Written problem: Copy the Warriors essay below word for word, from its first sentence to its last.

Text section:
Two years ago, I wrote an article on this organization’s sometimes tempestuous relationship with Draymond Green. It was given the baity title, “Golden State’s Draymond Green Problem.” From my perspective, it wasn’t about how Draymond was a problem, but more about how he could tip the Warriors’ future in either direction.

Fast forward two championships.

Yesterday, people kept sending me this article, asking if current events are pertinent to its themes. Did yesteryear’s hyperbole prove prophetic?

My take? No, not necessarily. First, because championships two and three qualify as glorious successes. Second, because, much as we can parse Draymond’s actions, and much as they can cause strife, the current state of affairs speaks to something bigger than him, an issue he could perhaps mitigate but not solve: Winning isn’t enough.

Players talk about just wanting to win all the time. About the only player I’ve ever met who might actually, literally mean it is Steph Curry. Because winning isn’t done for its own sake. Winning is a means to certain ends. Beyond the camaraderie of collectively conquering a goal, beyond the money, there’s the adulation that comes with achievement. Winning correlates to winning at life, vastly increasing your status in the eyes of fans and peers alike.

Ask yourself: Has this obvious benefit of winning happened for Kevin Durant as a Warrior? Over the past two-plus seasons, perhaps the Warriors All-Star in need of the most adulation got the least adulation. His reputation is more or less what it was when he arrived. The man was incredible in back-to-back NBA Finals. Had he faltered, he would have been mocked in a manner only trumped by what LeBron James experienced in 2011. Lost in Monday night’s chaos was Clippers owner Steve Ballmer sidling onto the court to schmooze it up with Durant. He, like other owners this summer, offers to fill the void that winning did not. Also, note that Draymond has a view of such cajoling.

This might be a bigger issue than just Kevin Durant. The media landscape has changed. In the past, might made right, and winners were worshipped sans much nuance. Now, a social media-driven conversation picks apart historic accomplishments while basking in a perpetual present. Coming here and winning big was supposed to make KD the face of Nike. Instead, to many jaded fans, that swoosh looks like a coattail. The quaint idea that you can silence your critics with a trophy is just one of a million norms that have fallen by the wayside over the past few years.

Data excerpt:
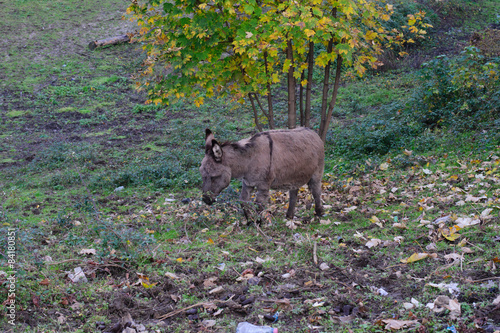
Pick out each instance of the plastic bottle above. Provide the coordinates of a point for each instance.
(249, 328)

Exercise solution:
Two years ago, I wrote an article on this organization’s sometimes tempestuous relationship with Draymond Green. It was given the baity title, “Golden State’s Draymond Green Problem.” From my perspective, it wasn’t about how Draymond was a problem, but more about how he could tip the Warriors’ future in either direction.

Fast forward two championships.

Yesterday, people kept sending me this article, asking if current events are pertinent to its themes. Did yesteryear’s hyperbole prove prophetic?

My take? No, not necessarily. First, because championships two and three qualify as glorious successes. Second, because, much as we can parse Draymond’s actions, and much as they can cause strife, the current state of affairs speaks to something bigger than him, an issue he could perhaps mitigate but not solve: Winning isn’t enough.

Players talk about just wanting to win all the time. About the only player I’ve ever met who might actually, literally mean it is Steph Curry. Because winning isn’t done for its own sake. Winning is a means to certain ends. Beyond the camaraderie of collectively conquering a goal, beyond the money, there’s the adulation that comes with achievement. Winning correlates to winning at life, vastly increasing your status in the eyes of fans and peers alike.

Ask yourself: Has this obvious benefit of winning happened for Kevin Durant as a Warrior? Over the past two-plus seasons, perhaps the Warriors All-Star in need of the most adulation got the least adulation. His reputation is more or less what it was when he arrived. The man was incredible in back-to-back NBA Finals. Had he faltered, he would have been mocked in a manner only trumped by what LeBron James experienced in 2011. Lost in Monday night’s chaos was Clippers owner Steve Ballmer sidling onto the court to schmooze it up with Durant. He, like other owners this summer, offers to fill the void that winning did not. Also, note that Draymond has a view of such cajoling.

This might be a bigger issue than just Kevin Durant. The media landscape has changed. In the past, might made right, and winners were worshipped sans much nuance. Now, a social media-driven conversation picks apart historic accomplishments while basking in a perpetual present. Coming here and winning big was supposed to make KD the face of Nike. Instead, to many jaded fans, that swoosh looks like a coattail. The quaint idea that you can silence your critics with a trophy is just one of a million norms that have fallen by the wayside over the past few years.